▸ EXERCISE GOAL
Please write out every record below exactly as it stands.

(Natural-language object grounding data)
• • • • •
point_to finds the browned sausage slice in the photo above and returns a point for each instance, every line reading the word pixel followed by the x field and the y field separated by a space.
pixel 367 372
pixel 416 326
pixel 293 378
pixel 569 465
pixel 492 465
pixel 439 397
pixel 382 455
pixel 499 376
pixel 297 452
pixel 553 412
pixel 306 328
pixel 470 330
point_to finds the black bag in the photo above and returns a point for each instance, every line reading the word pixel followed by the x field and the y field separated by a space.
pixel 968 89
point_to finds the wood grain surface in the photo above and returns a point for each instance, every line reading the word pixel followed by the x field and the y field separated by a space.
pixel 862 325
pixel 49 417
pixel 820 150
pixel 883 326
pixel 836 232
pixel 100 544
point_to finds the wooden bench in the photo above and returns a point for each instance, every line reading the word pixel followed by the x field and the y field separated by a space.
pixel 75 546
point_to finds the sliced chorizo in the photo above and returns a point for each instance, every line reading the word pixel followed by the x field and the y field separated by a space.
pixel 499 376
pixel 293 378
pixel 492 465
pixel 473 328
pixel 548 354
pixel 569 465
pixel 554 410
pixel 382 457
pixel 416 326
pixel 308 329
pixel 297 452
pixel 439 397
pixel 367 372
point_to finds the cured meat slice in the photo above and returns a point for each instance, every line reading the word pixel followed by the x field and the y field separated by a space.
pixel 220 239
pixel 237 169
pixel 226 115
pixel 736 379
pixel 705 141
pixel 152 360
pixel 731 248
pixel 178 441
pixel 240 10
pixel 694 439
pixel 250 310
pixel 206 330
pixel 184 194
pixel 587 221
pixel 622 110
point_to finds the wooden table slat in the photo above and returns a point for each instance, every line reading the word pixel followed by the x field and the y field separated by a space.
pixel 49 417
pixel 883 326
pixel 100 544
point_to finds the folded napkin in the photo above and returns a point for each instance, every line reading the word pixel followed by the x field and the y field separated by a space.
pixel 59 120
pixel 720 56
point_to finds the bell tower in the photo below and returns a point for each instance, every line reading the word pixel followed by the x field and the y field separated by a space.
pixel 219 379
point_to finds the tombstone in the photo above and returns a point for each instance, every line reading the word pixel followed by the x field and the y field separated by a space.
• • • • •
▸ YOUR SOLUTION
point_to finds the browned sausage slice in the photo above and returns a point for each instance, every line reading the word pixel followed by the x field and the y field separated by a space.
pixel 367 372
pixel 416 326
pixel 293 378
pixel 569 465
pixel 492 465
pixel 439 397
pixel 382 455
pixel 499 376
pixel 297 452
pixel 553 412
pixel 306 328
pixel 470 330
point_to finds the black bag in the photo above and returns a point for each instance, every line reading the word pixel followed by the x field and the y field separated by a space.
pixel 968 89
point_to finds the wood grain surface in the photo above and returns a point for each instance, every line reading the word pixel followed by the x field and the y field separated by a space.
pixel 862 325
pixel 49 417
pixel 820 150
pixel 883 326
pixel 836 232
pixel 100 544
point_to finds the wooden bench in the photo above and returns a point for each instance, every line reading the word pixel followed by the x field and the y field separated by a space.
pixel 75 546
point_to finds the sliced chorizo in the photo above and returns a point for each instance, every line reading the word pixel followed by the x field and the y field separated by a space.
pixel 499 376
pixel 293 378
pixel 492 465
pixel 473 328
pixel 548 354
pixel 569 465
pixel 554 410
pixel 382 457
pixel 416 326
pixel 308 329
pixel 297 452
pixel 439 397
pixel 367 372
point_to finds the cured meat slice in the photo above and returns a point for each instance, every line reading the word pixel followed by the x field and the y field separated by a space.
pixel 220 239
pixel 237 169
pixel 226 115
pixel 736 379
pixel 705 141
pixel 152 360
pixel 731 248
pixel 178 441
pixel 240 10
pixel 694 439
pixel 250 310
pixel 206 330
pixel 184 194
pixel 587 221
pixel 622 110
point_to finds the wooden table slat in the photo above and returns a point for each instance, every line reading the word pixel followed by the x field and the y field separated by a space.
pixel 49 417
pixel 883 326
pixel 100 544
point_to finds the folded napkin in the photo above and returns a point for each instance, every line reading the word pixel followed by the x field and the y field separated by a space.
pixel 59 120
pixel 720 56
point_to finds the bell tower in the photo below and returns a point for each instance, every line reading the word pixel followed by the x field and the y field separated by a space.
pixel 219 379
point_to finds the tombstone in the photo above and returns a point for each instance, every line reading the word pixel followed by the x field and the y field separated by a space.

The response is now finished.